I Love This Blog
I love having this place to write about my adoption experience. Our future daughter/son will read this one day and know they were loved before they were born. That's how it's been with all my babies, but I never had a blog to keep track of everything. I did print many emails sent back and forth on April 2002 baby groups with Logan and I did the same with Reagan as well for August 2005 babies. Unfortunately I had to leave the 2005 groups just like I did when I had my first loss in 2001.
I wanted to write also a big Thanks to all those that have supported us through these past 3 months since our loss. Reagan would have arrived in August, more and likely a few weeks from now, if she had been healthy with no birth defects. I have the best friends ever that have been with me through my worst moments, and I have now met a few other moms to Triploidy babies and I know our daughter has some great friends in Heaven to play with. I've been so happy to have the support we have with the adoption as well. I think the word has finally gotten around to most at church now. I've joined many adoption support groups and have met many people through my blog. Every entry will eventually be printed so our child can read this later on in life.
This blog has been my therapy. Loosing a baby along with battling infertility is one of the worst possible things I think a person can go through, or at least speaking from my experience. My China baby will in no way replace our loss nor will my future children, biologocial or adopted, be loved any less. I've wanted to adopt for a long time now and the perfect time finally came. This blog has been a way for me to focus on the future and what it holds instead of staying in the past. I still grieve for our loss everyday but it feels so good to have something to look forward to - a bigger family.
Logan will make the best big brother a kid could ask for. When I see him playing with his friends, older and younger, I know he's going to adore and love his new sibling. He loves to be around other kids and I look forward to the day he meets his sister or brother for the first time at the airport. I think that day will be even better than Gotcha Day.
After Thursday, I'm practically done with our dossier. All I have left is to wait on the I-171H and send it to our dossier consultant. She'll take care of the rest. I'm so close to being "paper pregnant". I wish I knew if the child meant for us is already born and if so, when was it, or if he/she is still in the womb. I wish I could be there for my baby now either way.

* Supplied data
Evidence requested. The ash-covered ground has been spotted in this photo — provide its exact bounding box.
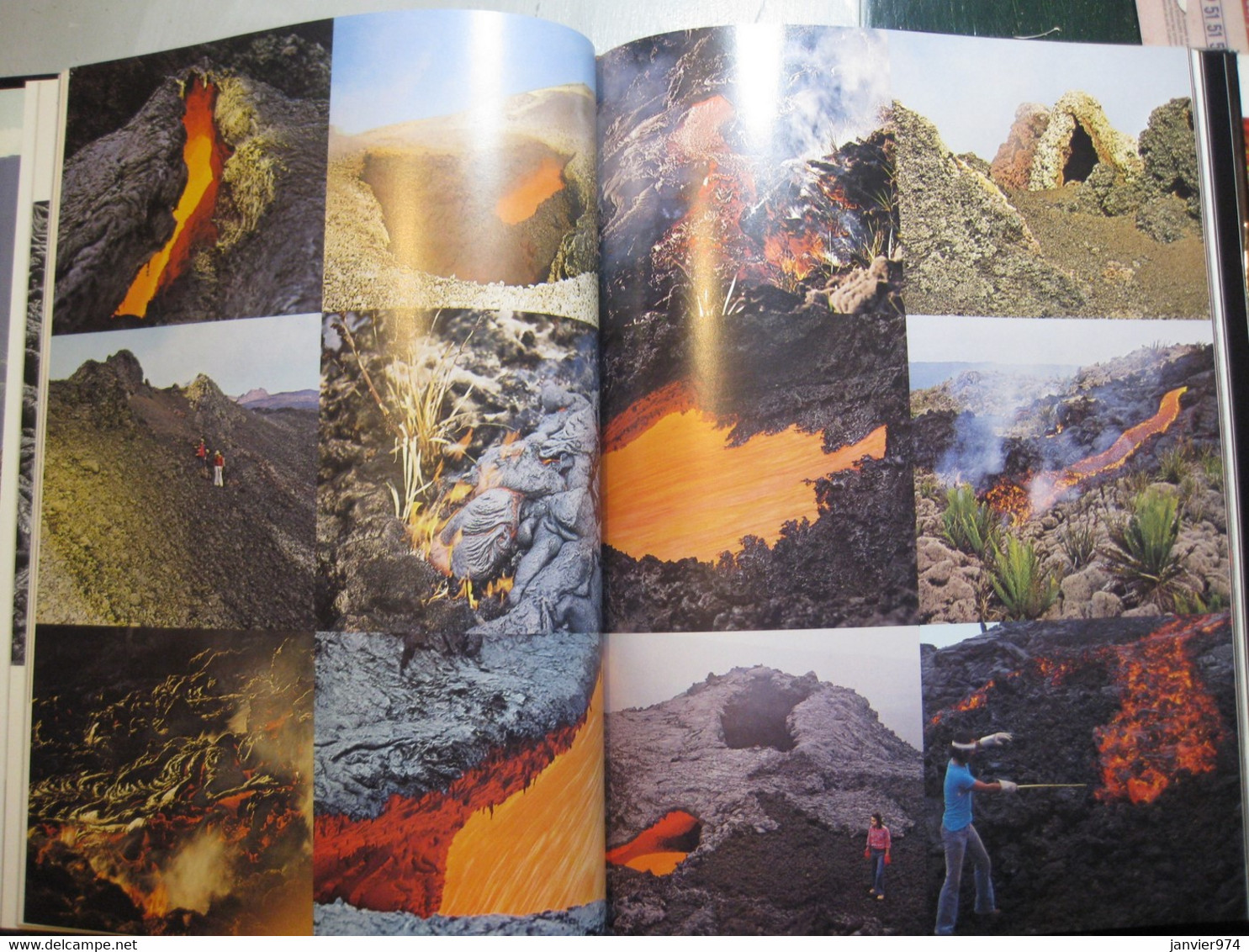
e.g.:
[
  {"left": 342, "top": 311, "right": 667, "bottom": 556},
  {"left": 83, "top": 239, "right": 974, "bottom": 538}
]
[
  {"left": 24, "top": 625, "right": 312, "bottom": 936},
  {"left": 317, "top": 311, "right": 601, "bottom": 633},
  {"left": 922, "top": 615, "right": 1246, "bottom": 934},
  {"left": 315, "top": 632, "right": 603, "bottom": 934},
  {"left": 600, "top": 29, "right": 916, "bottom": 631},
  {"left": 913, "top": 345, "right": 1231, "bottom": 622},
  {"left": 36, "top": 350, "right": 316, "bottom": 630},
  {"left": 607, "top": 667, "right": 925, "bottom": 934},
  {"left": 52, "top": 21, "right": 332, "bottom": 334}
]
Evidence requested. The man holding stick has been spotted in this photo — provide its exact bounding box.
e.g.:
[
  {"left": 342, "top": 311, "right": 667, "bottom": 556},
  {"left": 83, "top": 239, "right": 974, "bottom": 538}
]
[{"left": 937, "top": 731, "right": 1018, "bottom": 936}]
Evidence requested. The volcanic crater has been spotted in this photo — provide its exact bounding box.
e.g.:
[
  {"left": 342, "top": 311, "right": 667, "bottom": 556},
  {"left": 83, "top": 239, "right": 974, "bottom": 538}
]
[
  {"left": 600, "top": 30, "right": 916, "bottom": 631},
  {"left": 607, "top": 667, "right": 925, "bottom": 934}
]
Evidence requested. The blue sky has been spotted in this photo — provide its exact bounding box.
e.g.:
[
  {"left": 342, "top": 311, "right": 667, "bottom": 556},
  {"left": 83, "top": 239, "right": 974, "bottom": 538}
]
[
  {"left": 605, "top": 627, "right": 923, "bottom": 748},
  {"left": 330, "top": 10, "right": 595, "bottom": 134},
  {"left": 47, "top": 314, "right": 321, "bottom": 396},
  {"left": 888, "top": 33, "right": 1192, "bottom": 161}
]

* Exercise directions
Rewrite the adoption blog post from the text, starting with "I wanted to" and going on through "on in life.", so that "church" is changed to "work".

* Answer for the task
I wanted to write also a big Thanks to all those that have supported us through these past 3 months since our loss. Reagan would have arrived in August, more and likely a few weeks from now, if she had been healthy with no birth defects. I have the best friends ever that have been with me through my worst moments, and I have now met a few other moms to Triploidy babies and I know our daughter has some great friends in Heaven to play with. I've been so happy to have the support we have with the adoption as well. I think the word has finally gotten around to most at work now. I've joined many adoption support groups and have met many people through my blog. Every entry will eventually be printed so our child can read this later on in life.